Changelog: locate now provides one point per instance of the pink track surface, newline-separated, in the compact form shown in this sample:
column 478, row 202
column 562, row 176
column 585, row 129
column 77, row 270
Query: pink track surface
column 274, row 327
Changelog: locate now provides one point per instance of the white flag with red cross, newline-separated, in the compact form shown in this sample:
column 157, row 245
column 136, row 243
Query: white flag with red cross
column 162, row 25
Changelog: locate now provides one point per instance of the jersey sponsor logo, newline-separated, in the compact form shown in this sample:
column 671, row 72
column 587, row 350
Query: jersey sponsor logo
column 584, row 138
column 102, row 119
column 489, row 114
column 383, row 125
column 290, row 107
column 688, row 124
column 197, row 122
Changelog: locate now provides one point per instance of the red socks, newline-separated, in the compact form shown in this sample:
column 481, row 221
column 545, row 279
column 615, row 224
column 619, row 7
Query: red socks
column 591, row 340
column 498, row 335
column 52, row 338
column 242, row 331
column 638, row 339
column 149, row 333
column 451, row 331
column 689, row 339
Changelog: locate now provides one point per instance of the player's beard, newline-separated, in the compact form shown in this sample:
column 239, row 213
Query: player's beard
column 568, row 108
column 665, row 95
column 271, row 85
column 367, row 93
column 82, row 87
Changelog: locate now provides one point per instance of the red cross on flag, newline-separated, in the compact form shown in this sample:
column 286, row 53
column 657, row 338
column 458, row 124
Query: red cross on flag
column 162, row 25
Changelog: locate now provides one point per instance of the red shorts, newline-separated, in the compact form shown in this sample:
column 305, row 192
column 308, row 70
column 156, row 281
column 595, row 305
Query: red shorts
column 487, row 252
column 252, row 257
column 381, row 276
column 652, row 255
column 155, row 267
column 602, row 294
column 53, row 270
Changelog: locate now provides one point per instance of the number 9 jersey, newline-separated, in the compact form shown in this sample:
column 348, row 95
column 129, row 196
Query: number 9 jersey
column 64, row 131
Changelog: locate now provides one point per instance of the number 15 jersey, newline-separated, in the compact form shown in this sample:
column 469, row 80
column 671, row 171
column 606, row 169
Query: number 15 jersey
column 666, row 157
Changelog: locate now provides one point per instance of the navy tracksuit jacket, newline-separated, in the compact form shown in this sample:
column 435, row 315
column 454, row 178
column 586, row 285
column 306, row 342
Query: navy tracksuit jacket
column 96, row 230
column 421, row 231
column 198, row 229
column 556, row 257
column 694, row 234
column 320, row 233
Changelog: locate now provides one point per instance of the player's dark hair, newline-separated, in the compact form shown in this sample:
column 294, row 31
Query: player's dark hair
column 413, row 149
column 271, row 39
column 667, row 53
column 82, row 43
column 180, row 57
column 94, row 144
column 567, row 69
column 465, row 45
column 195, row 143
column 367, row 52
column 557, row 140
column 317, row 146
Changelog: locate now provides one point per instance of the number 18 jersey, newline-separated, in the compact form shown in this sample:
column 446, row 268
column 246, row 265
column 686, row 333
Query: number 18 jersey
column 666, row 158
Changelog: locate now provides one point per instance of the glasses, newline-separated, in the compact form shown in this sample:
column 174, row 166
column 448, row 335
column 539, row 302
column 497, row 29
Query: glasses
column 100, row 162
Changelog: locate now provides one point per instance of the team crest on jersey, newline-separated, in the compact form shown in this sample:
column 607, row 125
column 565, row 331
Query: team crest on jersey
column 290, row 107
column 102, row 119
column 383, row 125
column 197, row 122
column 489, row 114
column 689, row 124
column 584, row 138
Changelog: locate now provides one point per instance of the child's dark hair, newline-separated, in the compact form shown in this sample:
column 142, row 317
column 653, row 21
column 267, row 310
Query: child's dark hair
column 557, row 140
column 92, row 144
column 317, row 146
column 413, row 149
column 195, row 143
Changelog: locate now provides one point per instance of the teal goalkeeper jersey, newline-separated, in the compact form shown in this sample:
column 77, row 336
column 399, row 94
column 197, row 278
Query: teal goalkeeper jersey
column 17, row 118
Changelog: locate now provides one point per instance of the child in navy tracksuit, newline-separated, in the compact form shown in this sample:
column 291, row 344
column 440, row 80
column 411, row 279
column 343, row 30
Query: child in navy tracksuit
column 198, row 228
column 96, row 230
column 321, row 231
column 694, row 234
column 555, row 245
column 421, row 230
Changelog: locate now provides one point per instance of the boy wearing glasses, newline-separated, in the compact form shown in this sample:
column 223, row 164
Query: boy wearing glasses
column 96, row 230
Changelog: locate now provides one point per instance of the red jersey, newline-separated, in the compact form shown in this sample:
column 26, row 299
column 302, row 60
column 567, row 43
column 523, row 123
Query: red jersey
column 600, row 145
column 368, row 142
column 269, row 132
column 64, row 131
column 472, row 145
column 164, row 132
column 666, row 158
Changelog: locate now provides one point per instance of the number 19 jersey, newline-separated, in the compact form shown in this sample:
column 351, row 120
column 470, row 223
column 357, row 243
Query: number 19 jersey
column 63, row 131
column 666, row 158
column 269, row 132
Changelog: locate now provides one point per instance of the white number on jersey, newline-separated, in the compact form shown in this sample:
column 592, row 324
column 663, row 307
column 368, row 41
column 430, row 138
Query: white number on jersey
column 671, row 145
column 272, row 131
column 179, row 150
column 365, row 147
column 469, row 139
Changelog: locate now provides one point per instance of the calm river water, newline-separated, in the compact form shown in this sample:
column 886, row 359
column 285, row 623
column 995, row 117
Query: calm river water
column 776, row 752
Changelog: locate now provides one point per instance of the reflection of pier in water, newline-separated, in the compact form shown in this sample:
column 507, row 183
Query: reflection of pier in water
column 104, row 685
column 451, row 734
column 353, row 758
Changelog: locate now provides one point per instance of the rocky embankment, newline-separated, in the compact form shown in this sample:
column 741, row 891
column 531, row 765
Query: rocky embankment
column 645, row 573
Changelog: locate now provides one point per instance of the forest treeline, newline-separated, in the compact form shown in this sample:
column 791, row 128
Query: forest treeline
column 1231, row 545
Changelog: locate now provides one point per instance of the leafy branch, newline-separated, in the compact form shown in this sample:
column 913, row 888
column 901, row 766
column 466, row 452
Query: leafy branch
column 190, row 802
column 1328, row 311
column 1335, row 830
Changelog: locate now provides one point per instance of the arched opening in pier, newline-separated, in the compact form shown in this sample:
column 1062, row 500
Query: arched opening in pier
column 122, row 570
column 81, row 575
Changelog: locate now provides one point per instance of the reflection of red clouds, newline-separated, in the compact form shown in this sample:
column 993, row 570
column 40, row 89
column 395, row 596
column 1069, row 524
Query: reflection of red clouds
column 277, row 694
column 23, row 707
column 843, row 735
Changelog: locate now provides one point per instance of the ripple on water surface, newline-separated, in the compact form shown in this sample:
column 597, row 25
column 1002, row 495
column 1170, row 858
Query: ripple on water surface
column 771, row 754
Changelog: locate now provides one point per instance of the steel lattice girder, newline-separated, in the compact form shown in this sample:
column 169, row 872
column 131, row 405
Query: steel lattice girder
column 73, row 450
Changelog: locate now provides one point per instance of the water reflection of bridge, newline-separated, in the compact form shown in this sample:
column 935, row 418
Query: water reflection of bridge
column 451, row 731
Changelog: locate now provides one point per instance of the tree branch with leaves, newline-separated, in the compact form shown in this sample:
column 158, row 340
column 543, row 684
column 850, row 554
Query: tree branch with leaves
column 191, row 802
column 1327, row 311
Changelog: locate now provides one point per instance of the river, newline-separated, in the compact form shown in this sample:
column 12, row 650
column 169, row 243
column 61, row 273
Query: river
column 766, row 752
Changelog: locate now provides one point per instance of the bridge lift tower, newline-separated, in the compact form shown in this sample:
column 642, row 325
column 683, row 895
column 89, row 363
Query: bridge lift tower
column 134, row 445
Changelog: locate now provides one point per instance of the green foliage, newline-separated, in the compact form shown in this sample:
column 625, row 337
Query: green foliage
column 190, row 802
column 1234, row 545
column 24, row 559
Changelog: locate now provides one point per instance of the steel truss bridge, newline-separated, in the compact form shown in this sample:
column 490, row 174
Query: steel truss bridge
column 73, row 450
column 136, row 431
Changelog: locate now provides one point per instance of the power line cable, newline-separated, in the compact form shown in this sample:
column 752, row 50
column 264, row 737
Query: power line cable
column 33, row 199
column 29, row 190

※ ※ ※

Your goal
Repeat the lines of the material starting with the line that contains "the number 18" and going on through the line that contains "column 100, row 162", both included.

Task answer
Changelog: locate now provides one point per instance of the number 18 jersey, newline-separated, in the compact form shown in this sample:
column 446, row 268
column 246, row 265
column 686, row 333
Query: number 18 jersey
column 666, row 158
Changelog: locate now provides one point per instance of the glasses, newline-separated, in the compact form shown in this sample:
column 174, row 166
column 448, row 335
column 539, row 302
column 497, row 29
Query: glasses
column 100, row 162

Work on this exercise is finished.